# Source extract:

···

Skip to content

Latest commit

 

History

History
238 lines (188 loc) · 12.4 KB

File metadata and controls

238 lines (188 loc) · 12.4 KB

Changelog

All notable changes to this project will be documented in this file.

The format is based on Keep a Changelog, and this project adheres to Semantic Versioning.

[Unreleased]

[0.5.0] - 2026-04-08

Removed

  • strategy parameter removed from estimate_propensity_pairwise(): Callers using strategy= must switch to method=. The strategy parameter was previously validated but had no effect on behavior.

Changed

  • estimate_propensity_pairwise() default method is now "auto": Previously defaulted to "condlogit", which emitted a warning on every call in environments without SciPy. "auto" selects condlogit when SciPy is available and falls back to multinomial silently.
  • estimate_propensity_pairwise() parameters after design are now keyword-only: All parameters except design must be passed as keyword arguments. This enforces clarity after the signature change and prevents silent positional-argument misuse.
  • evaluate_pairwise_models() propensity parameter now accepts "auto": Type hint expanded from Literal["condlogit", "multinomial"] to Literal["auto", "condlogit", "multinomial"].

Fixed

  • Documentation: Fixed broken pairwise quick start example in README — corrected function signature (strategy replaces non-existent autoscale_strategies), added required positional args (metric_col, task_type, direction), fixed return-value unpacking ((report, detailed) tuple), and added explicit model fitting before evaluation.
  • evaluate_sklearn_models: Raise ValueError immediately when models is empty or contains None values, preventing silent (0, 0) DataFrames and obscure downstream errors (#45)

[0.4.2] - 2025-09-13

Fixed

  • Major Tech Debt: Implemented proper bootstrap confidence intervals using the existing block_bootstrap_ci function
  • Statistical Accuracy: Replaced incorrect normal approximation with proper moving-block bootstrap for time-series data
  • Dead Code Elimination: The block_bootstrap_ci function was implemented but never used (0% test coverage)
  • False Advertising: README claimed "Bootstrap Confidence Intervals" but only used normal approximation

Added

  • Comprehensive Test Suite: Added 14 new tests for block_bootstrap_ci function achieving 100% coverage
  • Integration Tests: Added 7 integration tests for bootstrap CI in both evaluation functions
  • Proper Error Handling: Added parameter validation and graceful fallback mechanisms
  • Enhanced Documentation: Updated README with detailed bootstrap CI parameters and usage

Enhanced

  • Statistical Rigor: Bootstrap CIs now properly account for time-series correlation structure
  • Data Science Best Practices: Moving-block bootstrap is the gold standard for time-series confidence intervals
  • Test Coverage: Improved overall test coverage from 75% to 78%
  • Code Quality: Eliminated dead code and improved maintainability

Technical Details

  • Bootstrap Method: Uses moving-block bootstrap with configurable block length (default: sqrt(n))

···

# Extracted data:

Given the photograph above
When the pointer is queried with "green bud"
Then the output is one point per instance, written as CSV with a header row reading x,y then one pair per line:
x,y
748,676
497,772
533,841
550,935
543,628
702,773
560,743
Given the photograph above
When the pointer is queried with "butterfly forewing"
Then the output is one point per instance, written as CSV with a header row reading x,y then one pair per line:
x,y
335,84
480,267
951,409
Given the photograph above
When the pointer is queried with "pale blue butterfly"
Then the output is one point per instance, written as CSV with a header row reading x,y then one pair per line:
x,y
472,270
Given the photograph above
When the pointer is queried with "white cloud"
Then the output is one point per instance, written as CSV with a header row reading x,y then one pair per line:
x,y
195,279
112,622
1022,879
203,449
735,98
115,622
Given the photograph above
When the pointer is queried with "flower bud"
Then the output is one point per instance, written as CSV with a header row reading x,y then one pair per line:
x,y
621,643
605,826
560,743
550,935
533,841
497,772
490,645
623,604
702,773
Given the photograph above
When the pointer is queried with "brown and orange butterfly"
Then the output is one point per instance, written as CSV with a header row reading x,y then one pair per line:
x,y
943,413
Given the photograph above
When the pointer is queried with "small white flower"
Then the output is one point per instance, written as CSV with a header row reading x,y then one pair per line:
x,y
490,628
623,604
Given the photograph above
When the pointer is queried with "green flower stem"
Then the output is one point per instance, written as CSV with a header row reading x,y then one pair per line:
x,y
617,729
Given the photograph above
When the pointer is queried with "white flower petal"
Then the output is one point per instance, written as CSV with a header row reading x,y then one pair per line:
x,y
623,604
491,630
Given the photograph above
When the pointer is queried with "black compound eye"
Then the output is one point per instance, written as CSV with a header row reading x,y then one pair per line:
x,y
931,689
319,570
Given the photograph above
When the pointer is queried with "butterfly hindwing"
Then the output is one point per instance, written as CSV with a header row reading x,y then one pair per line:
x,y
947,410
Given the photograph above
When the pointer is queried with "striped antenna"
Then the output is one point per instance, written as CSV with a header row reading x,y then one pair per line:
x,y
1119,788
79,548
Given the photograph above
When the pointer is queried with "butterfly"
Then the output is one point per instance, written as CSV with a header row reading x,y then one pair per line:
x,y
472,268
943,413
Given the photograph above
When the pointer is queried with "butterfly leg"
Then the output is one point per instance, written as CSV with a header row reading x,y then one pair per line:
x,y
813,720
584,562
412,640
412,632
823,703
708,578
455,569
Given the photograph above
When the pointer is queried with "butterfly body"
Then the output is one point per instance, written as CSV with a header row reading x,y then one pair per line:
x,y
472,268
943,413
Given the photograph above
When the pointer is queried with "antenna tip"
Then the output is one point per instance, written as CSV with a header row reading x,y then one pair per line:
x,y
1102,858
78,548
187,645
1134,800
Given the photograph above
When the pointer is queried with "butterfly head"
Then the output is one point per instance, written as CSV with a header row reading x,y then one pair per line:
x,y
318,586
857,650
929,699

···

# Problems and tasks:
(a) Answer these questions from the changelog, one line each, marked as they are:
(i) What is the default method of estimate_propensity_pairwise() in version 0.5.0?
(ii) On what date was version 0.4.2 released?
(iii) What change in overall test coverage does version 0.4.2 report?
(b) Please output the part of the changelog starting with "[Unreleased]" and going on through "to multinomial silently.", word for word.
(c) Pick up the changelog after its last line and continue it.

# Answers for the tasks:
(a)
(i) "auto"
(ii) 2025-09-13
(iii) It went from 75% to 78%.

(b)
[Unreleased]

[0.5.0] - 2026-04-08

Removed

  • strategy parameter removed from estimate_propensity_pairwise(): Callers using strategy= must switch to method=. The strategy parameter was previously validated but had no effect on behavior.

Changed

  • estimate_propensity_pairwise() default method is now "auto": Previously defaulted to "condlogit", which emitted a warning on every call in environments without SciPy. "auto" selects condlogit when SciPy is available and falls back to multinomial silently.

(c)
  • Fallback Strategy: Gracefully falls back to normal approximation if bootstrap fails
  • Performance: 400 bootstrap samples by default with configurable parameters
  • Reproducibility: All bootstrap operations use consistent random seeds

[0.4.1] - 2025-09-13

Fixed

  • Release Automation: Configured GitHub Actions workflow to trigger on pushed tags
  • Automatic PyPI Publishing: Releases now automatically publish to PyPI when tags are pushed
  • Developer Experience: Simplified release process - just push a tag to trigger publication

Technical Details

  • Workflow Trigger: Added push.tags: ['v*'] trigger to release workflow
  • Backward Compatibility: Maintains existing release and workflow_dispatch triggers
  • Tag Pattern: Supports any version tag pattern (v1.0.0, v2.1.3, etc.)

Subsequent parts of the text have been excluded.